Written task: Please return every line in the rows below that contains the string "player". Case counts.

Supplied records:
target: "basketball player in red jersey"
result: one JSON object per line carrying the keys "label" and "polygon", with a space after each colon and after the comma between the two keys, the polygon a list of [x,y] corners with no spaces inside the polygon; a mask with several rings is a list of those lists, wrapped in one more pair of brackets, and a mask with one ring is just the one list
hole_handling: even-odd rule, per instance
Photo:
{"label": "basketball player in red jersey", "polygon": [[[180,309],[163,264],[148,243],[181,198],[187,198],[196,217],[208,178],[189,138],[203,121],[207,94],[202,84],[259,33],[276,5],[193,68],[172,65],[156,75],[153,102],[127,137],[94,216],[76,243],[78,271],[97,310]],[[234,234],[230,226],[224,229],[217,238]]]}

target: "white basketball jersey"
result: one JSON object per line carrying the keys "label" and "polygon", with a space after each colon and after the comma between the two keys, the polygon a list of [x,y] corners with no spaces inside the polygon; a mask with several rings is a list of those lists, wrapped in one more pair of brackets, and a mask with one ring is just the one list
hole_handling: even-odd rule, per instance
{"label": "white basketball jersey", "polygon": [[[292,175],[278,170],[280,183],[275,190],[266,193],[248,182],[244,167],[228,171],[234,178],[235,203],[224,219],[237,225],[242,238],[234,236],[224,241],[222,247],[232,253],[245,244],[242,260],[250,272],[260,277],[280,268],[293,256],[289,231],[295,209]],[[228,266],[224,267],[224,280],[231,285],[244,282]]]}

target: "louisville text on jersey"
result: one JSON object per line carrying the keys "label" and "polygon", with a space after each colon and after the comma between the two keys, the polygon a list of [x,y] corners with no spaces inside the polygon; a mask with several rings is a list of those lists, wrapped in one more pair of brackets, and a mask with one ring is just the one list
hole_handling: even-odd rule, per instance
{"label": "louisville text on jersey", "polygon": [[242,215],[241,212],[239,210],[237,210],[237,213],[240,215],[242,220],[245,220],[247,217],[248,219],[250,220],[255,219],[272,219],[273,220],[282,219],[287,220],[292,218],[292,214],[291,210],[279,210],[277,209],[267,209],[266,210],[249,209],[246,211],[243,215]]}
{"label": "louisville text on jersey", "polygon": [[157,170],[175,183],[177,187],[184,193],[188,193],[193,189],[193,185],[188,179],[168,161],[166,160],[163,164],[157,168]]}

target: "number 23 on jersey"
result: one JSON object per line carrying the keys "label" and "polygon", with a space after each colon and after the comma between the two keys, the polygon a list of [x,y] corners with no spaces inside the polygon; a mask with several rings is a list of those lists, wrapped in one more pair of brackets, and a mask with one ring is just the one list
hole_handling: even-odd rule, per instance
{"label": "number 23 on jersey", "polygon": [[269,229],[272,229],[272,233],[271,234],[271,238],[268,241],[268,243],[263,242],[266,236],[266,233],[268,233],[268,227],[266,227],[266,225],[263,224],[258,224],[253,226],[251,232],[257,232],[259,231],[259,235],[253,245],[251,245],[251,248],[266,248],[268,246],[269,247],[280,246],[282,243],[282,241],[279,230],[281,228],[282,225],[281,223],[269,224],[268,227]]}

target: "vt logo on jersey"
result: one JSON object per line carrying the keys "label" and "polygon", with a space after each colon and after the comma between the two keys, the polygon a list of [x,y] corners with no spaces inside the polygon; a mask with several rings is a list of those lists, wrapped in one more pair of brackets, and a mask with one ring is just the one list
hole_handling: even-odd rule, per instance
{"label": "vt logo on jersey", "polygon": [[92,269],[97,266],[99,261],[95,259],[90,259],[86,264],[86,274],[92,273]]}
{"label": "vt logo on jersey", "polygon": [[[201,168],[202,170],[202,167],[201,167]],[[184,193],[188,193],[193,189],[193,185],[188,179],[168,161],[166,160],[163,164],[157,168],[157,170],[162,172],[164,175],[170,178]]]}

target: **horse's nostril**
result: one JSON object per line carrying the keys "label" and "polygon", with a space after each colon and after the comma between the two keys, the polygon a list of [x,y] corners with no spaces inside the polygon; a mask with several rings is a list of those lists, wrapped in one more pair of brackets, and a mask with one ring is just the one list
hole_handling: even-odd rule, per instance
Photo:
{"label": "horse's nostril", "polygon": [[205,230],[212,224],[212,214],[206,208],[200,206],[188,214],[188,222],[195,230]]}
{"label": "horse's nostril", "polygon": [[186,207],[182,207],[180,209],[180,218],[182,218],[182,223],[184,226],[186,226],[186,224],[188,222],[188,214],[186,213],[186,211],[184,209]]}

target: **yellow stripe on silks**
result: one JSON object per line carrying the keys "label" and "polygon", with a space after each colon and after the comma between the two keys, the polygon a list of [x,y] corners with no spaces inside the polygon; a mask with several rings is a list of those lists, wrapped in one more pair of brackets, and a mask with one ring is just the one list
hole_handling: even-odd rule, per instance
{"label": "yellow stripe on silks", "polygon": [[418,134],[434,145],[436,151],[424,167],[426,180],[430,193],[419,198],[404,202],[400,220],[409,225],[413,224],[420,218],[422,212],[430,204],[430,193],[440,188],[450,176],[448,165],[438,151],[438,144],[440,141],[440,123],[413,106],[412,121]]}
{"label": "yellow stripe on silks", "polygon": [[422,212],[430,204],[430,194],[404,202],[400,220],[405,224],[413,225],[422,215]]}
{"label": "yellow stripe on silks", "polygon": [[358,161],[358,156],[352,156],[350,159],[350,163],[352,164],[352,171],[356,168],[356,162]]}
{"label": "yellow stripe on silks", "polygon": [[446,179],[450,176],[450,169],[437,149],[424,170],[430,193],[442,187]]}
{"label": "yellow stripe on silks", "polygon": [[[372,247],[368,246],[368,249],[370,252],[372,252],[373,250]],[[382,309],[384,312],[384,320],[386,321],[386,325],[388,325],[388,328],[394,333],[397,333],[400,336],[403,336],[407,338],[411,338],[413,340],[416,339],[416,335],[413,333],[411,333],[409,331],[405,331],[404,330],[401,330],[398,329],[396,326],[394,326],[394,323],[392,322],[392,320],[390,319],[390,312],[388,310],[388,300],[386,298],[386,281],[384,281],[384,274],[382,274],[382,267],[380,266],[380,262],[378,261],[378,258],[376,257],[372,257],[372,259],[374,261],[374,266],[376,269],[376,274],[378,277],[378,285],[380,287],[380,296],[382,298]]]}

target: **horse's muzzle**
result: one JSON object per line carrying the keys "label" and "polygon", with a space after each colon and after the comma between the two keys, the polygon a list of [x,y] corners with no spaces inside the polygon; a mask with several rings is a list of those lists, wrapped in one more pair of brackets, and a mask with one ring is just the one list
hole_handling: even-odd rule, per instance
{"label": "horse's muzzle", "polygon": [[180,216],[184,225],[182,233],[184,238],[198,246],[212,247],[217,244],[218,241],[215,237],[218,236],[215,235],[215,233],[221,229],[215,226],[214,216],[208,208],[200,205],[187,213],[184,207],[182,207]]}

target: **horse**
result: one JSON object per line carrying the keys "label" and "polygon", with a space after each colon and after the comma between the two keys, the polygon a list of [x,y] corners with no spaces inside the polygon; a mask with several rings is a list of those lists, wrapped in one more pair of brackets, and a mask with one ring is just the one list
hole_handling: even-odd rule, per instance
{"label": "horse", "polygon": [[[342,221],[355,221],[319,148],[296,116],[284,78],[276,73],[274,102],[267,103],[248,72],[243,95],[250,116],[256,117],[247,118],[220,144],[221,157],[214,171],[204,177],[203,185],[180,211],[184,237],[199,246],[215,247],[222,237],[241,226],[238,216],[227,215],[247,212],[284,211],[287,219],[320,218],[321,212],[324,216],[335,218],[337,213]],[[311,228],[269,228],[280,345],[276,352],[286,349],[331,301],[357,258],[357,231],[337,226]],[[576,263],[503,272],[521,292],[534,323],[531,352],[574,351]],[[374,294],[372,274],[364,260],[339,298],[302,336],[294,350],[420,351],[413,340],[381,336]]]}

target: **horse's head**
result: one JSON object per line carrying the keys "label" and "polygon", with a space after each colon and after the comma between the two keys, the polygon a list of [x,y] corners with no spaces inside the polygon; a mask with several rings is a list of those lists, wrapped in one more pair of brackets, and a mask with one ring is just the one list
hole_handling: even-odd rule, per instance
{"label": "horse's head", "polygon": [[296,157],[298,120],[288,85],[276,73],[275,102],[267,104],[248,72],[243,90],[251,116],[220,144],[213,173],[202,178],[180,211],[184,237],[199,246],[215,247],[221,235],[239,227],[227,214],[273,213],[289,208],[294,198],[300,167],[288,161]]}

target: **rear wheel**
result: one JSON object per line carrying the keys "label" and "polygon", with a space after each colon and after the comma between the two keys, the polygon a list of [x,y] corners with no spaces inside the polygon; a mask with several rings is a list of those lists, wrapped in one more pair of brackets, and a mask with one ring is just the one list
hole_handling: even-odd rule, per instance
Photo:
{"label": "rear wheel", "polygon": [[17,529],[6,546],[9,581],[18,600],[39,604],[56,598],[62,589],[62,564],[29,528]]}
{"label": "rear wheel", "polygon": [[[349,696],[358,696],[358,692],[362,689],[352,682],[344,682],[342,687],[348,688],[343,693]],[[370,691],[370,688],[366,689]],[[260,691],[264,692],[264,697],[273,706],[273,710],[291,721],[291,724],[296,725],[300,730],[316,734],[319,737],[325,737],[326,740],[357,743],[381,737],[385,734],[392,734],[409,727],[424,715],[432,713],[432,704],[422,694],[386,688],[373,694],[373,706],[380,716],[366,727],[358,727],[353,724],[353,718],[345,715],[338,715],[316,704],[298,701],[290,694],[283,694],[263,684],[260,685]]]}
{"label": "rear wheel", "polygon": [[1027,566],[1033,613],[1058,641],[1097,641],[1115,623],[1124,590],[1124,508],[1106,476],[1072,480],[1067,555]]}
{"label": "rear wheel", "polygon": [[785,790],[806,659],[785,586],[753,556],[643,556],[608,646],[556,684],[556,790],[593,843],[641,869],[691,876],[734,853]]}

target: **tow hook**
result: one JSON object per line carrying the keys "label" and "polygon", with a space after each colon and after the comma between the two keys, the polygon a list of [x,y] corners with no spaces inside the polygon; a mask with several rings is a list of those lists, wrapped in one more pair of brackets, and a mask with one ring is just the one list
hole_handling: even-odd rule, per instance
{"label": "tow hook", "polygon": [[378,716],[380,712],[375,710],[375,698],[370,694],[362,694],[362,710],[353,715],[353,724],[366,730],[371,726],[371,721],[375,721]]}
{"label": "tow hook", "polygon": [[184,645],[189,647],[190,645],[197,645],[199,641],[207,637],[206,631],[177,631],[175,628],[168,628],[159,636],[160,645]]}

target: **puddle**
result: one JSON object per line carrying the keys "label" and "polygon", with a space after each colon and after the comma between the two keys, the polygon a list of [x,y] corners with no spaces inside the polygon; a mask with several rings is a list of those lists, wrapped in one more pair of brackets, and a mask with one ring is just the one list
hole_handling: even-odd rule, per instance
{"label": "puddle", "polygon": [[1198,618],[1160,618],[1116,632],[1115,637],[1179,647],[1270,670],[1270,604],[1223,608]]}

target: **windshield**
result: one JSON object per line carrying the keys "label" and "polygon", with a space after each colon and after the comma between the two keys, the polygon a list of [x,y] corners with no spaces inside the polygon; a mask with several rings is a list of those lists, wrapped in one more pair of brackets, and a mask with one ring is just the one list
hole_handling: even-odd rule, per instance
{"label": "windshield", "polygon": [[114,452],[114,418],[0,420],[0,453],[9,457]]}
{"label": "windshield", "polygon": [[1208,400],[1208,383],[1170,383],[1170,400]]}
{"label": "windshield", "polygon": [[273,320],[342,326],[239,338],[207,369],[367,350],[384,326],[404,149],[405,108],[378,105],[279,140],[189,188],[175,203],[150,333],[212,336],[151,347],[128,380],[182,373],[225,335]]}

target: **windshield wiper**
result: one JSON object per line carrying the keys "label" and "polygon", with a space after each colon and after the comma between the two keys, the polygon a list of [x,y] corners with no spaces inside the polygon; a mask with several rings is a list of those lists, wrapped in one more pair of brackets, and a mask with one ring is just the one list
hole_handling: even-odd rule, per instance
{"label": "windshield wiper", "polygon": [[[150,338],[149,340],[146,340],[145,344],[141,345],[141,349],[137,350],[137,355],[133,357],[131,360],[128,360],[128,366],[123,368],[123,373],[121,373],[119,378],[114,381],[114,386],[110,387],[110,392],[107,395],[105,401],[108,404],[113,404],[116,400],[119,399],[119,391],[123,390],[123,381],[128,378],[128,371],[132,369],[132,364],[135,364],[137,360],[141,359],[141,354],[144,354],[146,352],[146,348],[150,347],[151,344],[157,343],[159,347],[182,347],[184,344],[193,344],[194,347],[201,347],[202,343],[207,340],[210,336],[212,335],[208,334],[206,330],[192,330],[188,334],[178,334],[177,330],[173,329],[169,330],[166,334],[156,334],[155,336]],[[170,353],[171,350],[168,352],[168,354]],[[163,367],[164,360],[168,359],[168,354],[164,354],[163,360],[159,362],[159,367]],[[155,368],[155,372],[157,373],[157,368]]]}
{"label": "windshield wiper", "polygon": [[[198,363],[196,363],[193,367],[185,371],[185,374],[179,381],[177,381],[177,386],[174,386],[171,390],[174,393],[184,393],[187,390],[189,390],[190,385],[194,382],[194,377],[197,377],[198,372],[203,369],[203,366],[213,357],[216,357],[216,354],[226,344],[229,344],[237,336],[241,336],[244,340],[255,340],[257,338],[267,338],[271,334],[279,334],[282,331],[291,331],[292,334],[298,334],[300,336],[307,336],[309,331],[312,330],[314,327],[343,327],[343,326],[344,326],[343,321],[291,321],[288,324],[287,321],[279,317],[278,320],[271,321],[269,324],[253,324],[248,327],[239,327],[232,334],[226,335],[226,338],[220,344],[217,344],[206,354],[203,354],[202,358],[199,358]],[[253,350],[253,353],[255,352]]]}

Exercise solution:
target: "basketball player in red jersey"
{"label": "basketball player in red jersey", "polygon": [[[180,309],[163,264],[148,243],[181,198],[187,198],[196,217],[208,178],[189,138],[203,121],[207,94],[202,84],[259,33],[276,5],[193,68],[172,65],[156,75],[153,102],[127,137],[94,216],[76,243],[78,271],[97,310]],[[234,234],[230,226],[224,229],[217,238]]]}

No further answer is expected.